Things to do |
a) From the passage on least squares prediction, copy out the portion starting at "Suppose that x_t" and ending at "2), but not correlated with information dated t and earlier.".
b) State whether each statement below agrees with the passage on least squares prediction, answering yes or no and quoting the deciding words of the passage exactly. (i) In the example where x_t = ax_t−1 + ε_t, the forecast error is not correlated with information dated t and earlier. (ii) In the MA(1) example, the best predictor for forecasts of horizon two or more is nonzero. (iii) The present value formula for stock prices is offered as perhaps the most common and widely studied example of a prediction problem involving the expectation of a discounted value.

Passage provided |
Suppose that x_t = ax_t−1 + ε_t. This means that A(z) = 1/(1 − az). In this case:

$$ {\displaystyle \begin{array}{ll}C(z)& ={\left[{z}^{-h}A(z)\right]}_{+}\hfill \\ {}& ={\left[{z}^{-h}\left(1+ az+{a}^2{z}^2+\dots \right)\right]}_{+}\hfill \\ {}& ={a}^h\left(1+ az+{a}^2{z}^2+\dots \right)\hfill \\ {}& =\frac{a^h}{\left(1- az\right)}\hfill \end{array}} $$

and the least squares loss predictor of x_t+h using information dated t and earlier is

$$ {P}_t^{LS}{x}_{t+h}={y}_t=C(L){\varepsilon}_t=C(L){A}^{-1}(L){x}_t={a}^h{x}_t. $$

The forecast error is

$$ {x}_{t+h}-{a}^h{x}_t={\varepsilon}_{t+h}+a{\varepsilon}_{t+h-1}+\dots \kern0.5em +{a}^{h-1}{\varepsilon}_{t+1}, $$

which is serially correlated (for h ≥ 2), but not correlated with information dated t and earlier.

MA(1) Example

Supposed that x_t = ε_t − αε_t−1, meaning A(z) = 1 − az. Thus,

$$ C(z)=\left[{z}^{-h}A(z)\right]=\left[{z}^{-h}\left(1-\alpha z\right)\right]=\left\{\begin{array}{l}\alpha \kern0.24em \mathrm{if}\kern0.62em h=1,\hfill \\ {}0\kern0.62em \mathrm{otherwise}.\hfill \end{array}\right. $$

So, the best one-step ahead predictor is

$$ {\alpha \varepsilon}_t=\alpha \left(1+\alpha L+{\alpha}^2{L}^2+\dots \right){x}_t $$

and the best predictor for forecasts of horizon two or more is exactly zero. For two-step-ahead (and beyond) prediction, the forecast error is x_t+h itself, which is serially correlated but not correlated with information dated t and earlier.

Least Squares Prediction of Geometric Distributed Leads

A prediction problem that characterizes many models in economics involves the expectation of a discounted value. Perhaps the most common and widely studied example is the present value formula for stock prices. Abstracting from mean and trend, suppose the dividend process has a Wold representation given by

$$ {d}_t=\sum\limits_{j=0}^{\infty }{q}_j{\varepsilon}_{t-j}=q(L){\varepsilon}_t\kern0.86em E\left({\varepsilon}_t\right)=0,\kern0.86em E\left({\varepsilon}_t^2\right)=1. $$

(10)

Assuming that the constant discount factor is given by γ, we have the present value formula

$$ {p}_t={E}_t\sum\limits_{j=0}^{\infty }{\gamma}^j{d}_{t+j}={E}_t\left(\frac{q(L)}{1-\gamma {L}^{-1}}{\varepsilon}_t\right)={E}_t\left({p}_t^{\ast}\right). $$

(11)

Recorded data |
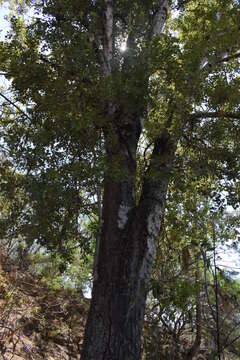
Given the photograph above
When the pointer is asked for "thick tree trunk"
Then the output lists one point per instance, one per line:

Task-by-task results |
a)
Suppose that x_t = ax_t−1 + ε_t. This means that A(z) = 1/(1 − az). In this case:

$$ {\displaystyle \begin{array}{ll}C(z)& ={\left[{z}^{-h}A(z)\right]}_{+}\hfill \\ {}& ={\left[{z}^{-h}\left(1+ az+{a}^2{z}^2+\dots \right)\right]}_{+}\hfill \\ {}& ={a}^h\left(1+ az+{a}^2{z}^2+\dots \right)\hfill \\ {}& =\frac{a^h}{\left(1- az\right)}\hfill \end{array}} $$

and the least squares loss predictor of x_t+h using information dated t and earlier is

$$ {P}_t^{LS}{x}_{t+h}={y}_t=C(L){\varepsilon}_t=C(L){A}^{-1}(L){x}_t={a}^h{x}_t. $$

The forecast error is

$$ {x}_{t+h}-{a}^h{x}_t={\varepsilon}_{t+h}+a{\varepsilon}_{t+h-1}+\dots \kern0.5em +{a}^{h-1}{\varepsilon}_{t+1}, $$

which is serially correlated (for h ≥ 2), but not correlated with information dated t and earlier.

b)
(i) Yes: "which is serially correlated (for h ≥ 2), but not correlated with information dated t and earlier."
(ii) No: "the best predictor for forecasts of horizon two or more is exactly zero."
(iii) Yes: "Perhaps the most common and widely studied example is the present value formula for stock prices."